## What this task involves
Line by line, reproduce the records exactly.

[Data excerpts]

-.-.-

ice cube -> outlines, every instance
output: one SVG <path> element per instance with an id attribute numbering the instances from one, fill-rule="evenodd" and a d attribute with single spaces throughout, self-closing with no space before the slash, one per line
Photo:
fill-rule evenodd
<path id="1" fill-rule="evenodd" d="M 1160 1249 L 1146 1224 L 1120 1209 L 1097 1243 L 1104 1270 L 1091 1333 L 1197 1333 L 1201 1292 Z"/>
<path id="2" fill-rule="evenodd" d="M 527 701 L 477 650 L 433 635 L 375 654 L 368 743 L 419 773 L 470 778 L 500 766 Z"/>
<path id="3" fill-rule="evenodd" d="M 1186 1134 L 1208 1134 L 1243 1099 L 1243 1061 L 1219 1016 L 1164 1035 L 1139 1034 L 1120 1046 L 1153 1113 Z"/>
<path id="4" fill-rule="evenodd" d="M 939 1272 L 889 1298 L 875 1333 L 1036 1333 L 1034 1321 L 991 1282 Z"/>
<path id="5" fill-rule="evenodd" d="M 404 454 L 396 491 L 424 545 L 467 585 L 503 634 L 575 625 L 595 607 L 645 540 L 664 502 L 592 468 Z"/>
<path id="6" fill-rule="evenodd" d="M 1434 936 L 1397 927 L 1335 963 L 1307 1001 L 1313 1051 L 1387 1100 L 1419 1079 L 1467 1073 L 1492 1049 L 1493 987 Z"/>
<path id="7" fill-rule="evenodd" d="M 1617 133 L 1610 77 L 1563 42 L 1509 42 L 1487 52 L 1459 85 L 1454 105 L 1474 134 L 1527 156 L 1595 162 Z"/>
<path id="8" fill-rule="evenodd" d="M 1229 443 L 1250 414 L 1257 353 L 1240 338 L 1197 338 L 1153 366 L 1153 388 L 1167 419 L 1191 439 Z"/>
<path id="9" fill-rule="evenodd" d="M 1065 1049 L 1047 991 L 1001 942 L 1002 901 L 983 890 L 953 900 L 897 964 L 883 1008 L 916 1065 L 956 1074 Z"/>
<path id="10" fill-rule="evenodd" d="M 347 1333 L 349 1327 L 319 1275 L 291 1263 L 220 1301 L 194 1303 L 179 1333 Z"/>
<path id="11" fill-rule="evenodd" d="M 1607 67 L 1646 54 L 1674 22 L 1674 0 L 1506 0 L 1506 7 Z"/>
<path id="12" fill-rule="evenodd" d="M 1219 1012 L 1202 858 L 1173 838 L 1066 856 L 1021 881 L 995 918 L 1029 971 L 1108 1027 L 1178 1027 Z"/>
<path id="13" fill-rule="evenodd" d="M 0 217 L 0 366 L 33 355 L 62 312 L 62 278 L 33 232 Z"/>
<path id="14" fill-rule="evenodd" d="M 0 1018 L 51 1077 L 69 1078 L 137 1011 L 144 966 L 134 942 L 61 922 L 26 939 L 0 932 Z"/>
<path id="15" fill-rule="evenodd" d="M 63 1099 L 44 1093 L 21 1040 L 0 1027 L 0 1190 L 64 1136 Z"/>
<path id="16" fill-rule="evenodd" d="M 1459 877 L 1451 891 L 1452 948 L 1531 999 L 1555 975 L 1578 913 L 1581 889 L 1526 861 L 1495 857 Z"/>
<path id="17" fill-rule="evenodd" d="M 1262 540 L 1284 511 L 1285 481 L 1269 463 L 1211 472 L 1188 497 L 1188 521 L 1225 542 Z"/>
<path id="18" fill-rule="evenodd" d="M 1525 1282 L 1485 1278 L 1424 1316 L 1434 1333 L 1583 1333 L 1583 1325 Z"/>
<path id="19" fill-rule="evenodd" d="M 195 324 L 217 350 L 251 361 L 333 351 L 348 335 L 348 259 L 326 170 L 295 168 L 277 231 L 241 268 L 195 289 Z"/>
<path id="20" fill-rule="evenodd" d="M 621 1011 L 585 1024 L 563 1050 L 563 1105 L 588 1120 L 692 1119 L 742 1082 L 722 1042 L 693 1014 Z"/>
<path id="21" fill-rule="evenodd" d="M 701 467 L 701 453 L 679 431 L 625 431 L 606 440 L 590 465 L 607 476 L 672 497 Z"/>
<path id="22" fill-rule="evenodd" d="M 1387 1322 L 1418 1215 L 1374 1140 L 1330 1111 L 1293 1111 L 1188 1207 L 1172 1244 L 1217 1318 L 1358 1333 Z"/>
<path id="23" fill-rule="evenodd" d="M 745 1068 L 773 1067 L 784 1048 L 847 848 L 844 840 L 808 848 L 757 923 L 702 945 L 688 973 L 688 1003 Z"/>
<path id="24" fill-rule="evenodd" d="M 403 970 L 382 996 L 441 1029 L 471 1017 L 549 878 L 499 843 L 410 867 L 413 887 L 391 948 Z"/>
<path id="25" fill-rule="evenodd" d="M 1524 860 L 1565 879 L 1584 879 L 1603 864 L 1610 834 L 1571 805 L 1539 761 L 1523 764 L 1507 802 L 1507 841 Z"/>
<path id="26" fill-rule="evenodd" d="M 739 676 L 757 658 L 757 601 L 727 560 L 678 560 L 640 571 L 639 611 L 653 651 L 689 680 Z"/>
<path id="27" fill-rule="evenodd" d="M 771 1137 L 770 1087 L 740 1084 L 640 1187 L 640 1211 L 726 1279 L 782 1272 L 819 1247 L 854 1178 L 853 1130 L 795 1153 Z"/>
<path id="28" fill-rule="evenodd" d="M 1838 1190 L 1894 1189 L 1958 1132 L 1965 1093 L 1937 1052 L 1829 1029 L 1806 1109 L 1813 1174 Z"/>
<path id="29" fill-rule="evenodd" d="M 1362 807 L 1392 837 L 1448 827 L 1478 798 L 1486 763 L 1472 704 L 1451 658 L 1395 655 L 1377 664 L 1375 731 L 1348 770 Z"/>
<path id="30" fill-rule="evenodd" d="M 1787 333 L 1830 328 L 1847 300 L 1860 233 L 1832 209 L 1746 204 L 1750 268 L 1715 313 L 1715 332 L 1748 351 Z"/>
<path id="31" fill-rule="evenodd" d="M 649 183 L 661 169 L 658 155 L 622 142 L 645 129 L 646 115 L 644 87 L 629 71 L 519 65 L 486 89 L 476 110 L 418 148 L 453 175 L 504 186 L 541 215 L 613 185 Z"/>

-.-.-

## Response box
ice cube -> outlines, every instance
output: one SVG <path> element per instance with an id attribute numbering the instances from one, fill-rule="evenodd" and a d attribute with single spaces throughout, self-closing with no space before the slash, one per line
Photo:
fill-rule evenodd
<path id="1" fill-rule="evenodd" d="M 1160 1249 L 1146 1224 L 1120 1209 L 1097 1243 L 1104 1270 L 1091 1333 L 1197 1333 L 1201 1292 Z"/>
<path id="2" fill-rule="evenodd" d="M 527 701 L 477 650 L 433 635 L 375 654 L 368 743 L 419 773 L 470 778 L 500 766 Z"/>
<path id="3" fill-rule="evenodd" d="M 1186 1134 L 1208 1134 L 1243 1099 L 1243 1061 L 1219 1016 L 1164 1035 L 1139 1034 L 1120 1046 L 1153 1113 Z"/>
<path id="4" fill-rule="evenodd" d="M 939 1272 L 889 1298 L 875 1333 L 1036 1333 L 1034 1321 L 991 1282 Z"/>
<path id="5" fill-rule="evenodd" d="M 404 454 L 396 491 L 424 545 L 467 585 L 503 634 L 575 625 L 595 607 L 645 540 L 664 502 L 592 468 Z"/>
<path id="6" fill-rule="evenodd" d="M 1434 936 L 1397 927 L 1335 963 L 1307 1001 L 1313 1051 L 1387 1100 L 1419 1079 L 1467 1073 L 1492 1049 L 1493 987 Z"/>
<path id="7" fill-rule="evenodd" d="M 1617 133 L 1610 77 L 1563 42 L 1509 42 L 1487 52 L 1459 85 L 1454 105 L 1474 134 L 1527 156 L 1595 162 Z"/>
<path id="8" fill-rule="evenodd" d="M 1229 443 L 1250 414 L 1257 353 L 1240 338 L 1197 338 L 1153 366 L 1153 388 L 1167 419 L 1191 439 Z"/>
<path id="9" fill-rule="evenodd" d="M 1065 1049 L 1047 991 L 1001 942 L 1002 901 L 983 890 L 953 900 L 897 964 L 883 1008 L 916 1065 L 956 1074 Z"/>
<path id="10" fill-rule="evenodd" d="M 347 1333 L 349 1327 L 319 1275 L 291 1263 L 220 1301 L 194 1303 L 179 1333 Z"/>
<path id="11" fill-rule="evenodd" d="M 1607 67 L 1646 54 L 1674 22 L 1674 0 L 1506 0 L 1506 7 Z"/>
<path id="12" fill-rule="evenodd" d="M 1219 1012 L 1202 858 L 1173 838 L 1066 856 L 1021 881 L 995 918 L 1029 971 L 1108 1027 L 1178 1027 Z"/>
<path id="13" fill-rule="evenodd" d="M 0 217 L 0 366 L 33 355 L 62 312 L 62 278 L 33 232 Z"/>
<path id="14" fill-rule="evenodd" d="M 0 1018 L 51 1077 L 69 1078 L 137 1011 L 144 966 L 134 942 L 61 922 L 26 939 L 0 932 Z"/>
<path id="15" fill-rule="evenodd" d="M 63 1099 L 44 1093 L 21 1040 L 0 1027 L 0 1190 L 64 1136 Z"/>
<path id="16" fill-rule="evenodd" d="M 1459 877 L 1451 891 L 1452 948 L 1531 999 L 1555 975 L 1578 913 L 1581 889 L 1526 861 L 1495 857 Z"/>
<path id="17" fill-rule="evenodd" d="M 1262 540 L 1284 511 L 1285 481 L 1269 463 L 1211 472 L 1188 497 L 1188 521 L 1225 542 Z"/>
<path id="18" fill-rule="evenodd" d="M 1525 1282 L 1485 1278 L 1424 1316 L 1434 1333 L 1583 1333 L 1583 1325 Z"/>
<path id="19" fill-rule="evenodd" d="M 195 324 L 217 350 L 251 361 L 333 351 L 348 335 L 348 259 L 326 170 L 295 168 L 277 231 L 241 268 L 195 289 Z"/>
<path id="20" fill-rule="evenodd" d="M 621 1011 L 585 1024 L 563 1050 L 563 1105 L 588 1120 L 692 1119 L 742 1082 L 722 1042 L 693 1014 Z"/>
<path id="21" fill-rule="evenodd" d="M 701 467 L 701 453 L 679 431 L 625 431 L 606 440 L 590 465 L 607 476 L 672 497 Z"/>
<path id="22" fill-rule="evenodd" d="M 1387 1322 L 1418 1215 L 1374 1140 L 1330 1111 L 1293 1111 L 1188 1207 L 1172 1244 L 1217 1318 L 1358 1333 Z"/>
<path id="23" fill-rule="evenodd" d="M 745 1068 L 773 1067 L 784 1048 L 847 848 L 844 840 L 808 848 L 757 923 L 702 945 L 688 973 L 688 1003 Z"/>
<path id="24" fill-rule="evenodd" d="M 403 970 L 382 996 L 441 1029 L 471 1017 L 549 878 L 499 843 L 410 867 L 413 887 L 391 948 Z"/>
<path id="25" fill-rule="evenodd" d="M 1524 860 L 1565 879 L 1584 879 L 1603 864 L 1610 834 L 1571 805 L 1539 761 L 1523 764 L 1507 802 L 1507 841 Z"/>
<path id="26" fill-rule="evenodd" d="M 739 676 L 757 658 L 757 601 L 727 560 L 678 560 L 640 571 L 639 611 L 653 651 L 689 680 Z"/>
<path id="27" fill-rule="evenodd" d="M 771 1137 L 770 1087 L 740 1084 L 640 1187 L 640 1211 L 726 1279 L 782 1272 L 819 1247 L 854 1178 L 853 1130 L 795 1153 Z"/>
<path id="28" fill-rule="evenodd" d="M 1838 1190 L 1894 1189 L 1958 1132 L 1965 1093 L 1937 1052 L 1829 1029 L 1806 1109 L 1813 1174 Z"/>
<path id="29" fill-rule="evenodd" d="M 1362 807 L 1392 837 L 1448 827 L 1478 798 L 1486 763 L 1472 704 L 1451 658 L 1395 655 L 1377 664 L 1375 731 L 1348 770 Z"/>
<path id="30" fill-rule="evenodd" d="M 1787 333 L 1830 328 L 1847 300 L 1860 233 L 1832 209 L 1746 204 L 1750 268 L 1715 313 L 1715 332 L 1748 351 Z"/>
<path id="31" fill-rule="evenodd" d="M 649 183 L 661 169 L 658 155 L 622 142 L 645 129 L 646 115 L 644 87 L 629 71 L 519 65 L 486 89 L 476 110 L 418 148 L 453 175 L 504 186 L 541 215 L 613 185 Z"/>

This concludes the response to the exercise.